Show every line in the records below that contains the string "surfer". Copy each such line in full, and count only matches with the same case.
— START Working data —
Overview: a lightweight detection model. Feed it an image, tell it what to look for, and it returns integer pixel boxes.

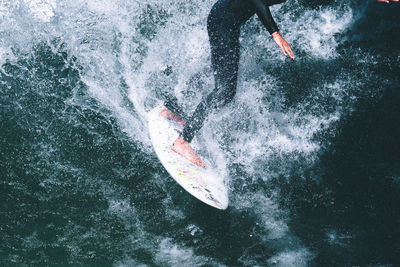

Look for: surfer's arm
[250,0,294,60]
[250,0,283,34]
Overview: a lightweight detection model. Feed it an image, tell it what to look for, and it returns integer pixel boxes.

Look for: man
[161,0,294,167]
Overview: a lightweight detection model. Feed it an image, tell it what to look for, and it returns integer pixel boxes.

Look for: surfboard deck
[148,106,228,210]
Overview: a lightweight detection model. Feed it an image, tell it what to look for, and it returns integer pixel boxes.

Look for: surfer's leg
[182,15,239,142]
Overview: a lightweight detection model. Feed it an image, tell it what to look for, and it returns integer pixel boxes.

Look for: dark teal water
[0,1,400,266]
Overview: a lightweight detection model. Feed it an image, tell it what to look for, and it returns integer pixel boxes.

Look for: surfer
[161,0,294,167]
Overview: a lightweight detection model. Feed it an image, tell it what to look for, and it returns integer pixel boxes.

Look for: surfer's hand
[376,0,399,4]
[272,32,294,60]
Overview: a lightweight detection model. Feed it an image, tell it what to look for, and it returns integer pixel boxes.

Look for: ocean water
[0,0,400,266]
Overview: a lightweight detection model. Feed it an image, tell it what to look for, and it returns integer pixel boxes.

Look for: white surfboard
[148,106,228,209]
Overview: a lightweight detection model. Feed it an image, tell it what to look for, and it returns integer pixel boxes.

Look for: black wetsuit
[165,0,285,142]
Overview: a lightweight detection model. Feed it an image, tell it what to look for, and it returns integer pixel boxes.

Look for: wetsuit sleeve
[250,0,282,34]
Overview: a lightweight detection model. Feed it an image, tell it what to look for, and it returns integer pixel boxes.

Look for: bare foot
[160,108,186,126]
[171,137,206,168]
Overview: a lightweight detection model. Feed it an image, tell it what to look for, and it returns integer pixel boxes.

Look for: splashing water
[0,0,399,266]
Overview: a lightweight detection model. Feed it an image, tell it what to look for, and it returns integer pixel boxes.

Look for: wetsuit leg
[182,0,240,142]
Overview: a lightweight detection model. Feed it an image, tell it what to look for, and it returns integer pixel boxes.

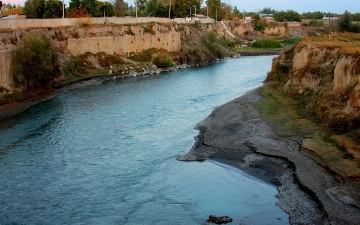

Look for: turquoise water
[0,56,288,224]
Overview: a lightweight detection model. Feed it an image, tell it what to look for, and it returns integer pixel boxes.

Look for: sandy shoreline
[178,89,360,224]
[0,74,360,224]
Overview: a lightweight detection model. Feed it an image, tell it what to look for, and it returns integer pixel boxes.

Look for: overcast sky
[2,0,360,14]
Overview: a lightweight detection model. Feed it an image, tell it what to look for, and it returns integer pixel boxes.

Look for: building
[322,16,339,26]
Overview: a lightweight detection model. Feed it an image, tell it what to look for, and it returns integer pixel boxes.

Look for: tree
[353,13,360,21]
[233,6,242,17]
[338,11,352,31]
[67,7,90,18]
[1,3,23,16]
[24,0,45,19]
[69,0,97,17]
[274,10,301,22]
[301,11,325,20]
[24,0,63,19]
[15,32,60,90]
[206,0,221,20]
[146,0,170,17]
[97,2,115,17]
[43,0,63,18]
[260,7,276,15]
[113,0,125,17]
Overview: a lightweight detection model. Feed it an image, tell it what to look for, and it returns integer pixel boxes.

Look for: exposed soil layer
[178,89,360,224]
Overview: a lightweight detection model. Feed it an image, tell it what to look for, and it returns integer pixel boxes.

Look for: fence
[0,17,214,29]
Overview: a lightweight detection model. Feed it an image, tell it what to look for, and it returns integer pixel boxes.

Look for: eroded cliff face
[267,42,360,133]
[0,23,186,90]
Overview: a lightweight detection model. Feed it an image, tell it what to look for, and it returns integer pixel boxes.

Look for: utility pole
[195,5,196,20]
[169,0,171,19]
[63,0,65,19]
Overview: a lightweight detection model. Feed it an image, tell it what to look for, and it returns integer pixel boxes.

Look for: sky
[2,0,360,14]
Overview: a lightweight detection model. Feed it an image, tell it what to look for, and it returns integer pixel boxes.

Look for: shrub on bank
[153,55,174,68]
[251,39,282,48]
[15,32,60,90]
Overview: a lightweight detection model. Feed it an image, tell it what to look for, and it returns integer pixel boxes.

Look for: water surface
[0,56,288,224]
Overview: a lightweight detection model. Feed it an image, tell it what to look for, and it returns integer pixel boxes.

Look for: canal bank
[178,85,360,224]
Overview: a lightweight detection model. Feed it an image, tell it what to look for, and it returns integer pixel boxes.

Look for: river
[0,56,288,225]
— END Working data —
Complete output>
Look for: surfer's arm
Look for: surfer's leg
Look for: surfer
Look for: surfer's hand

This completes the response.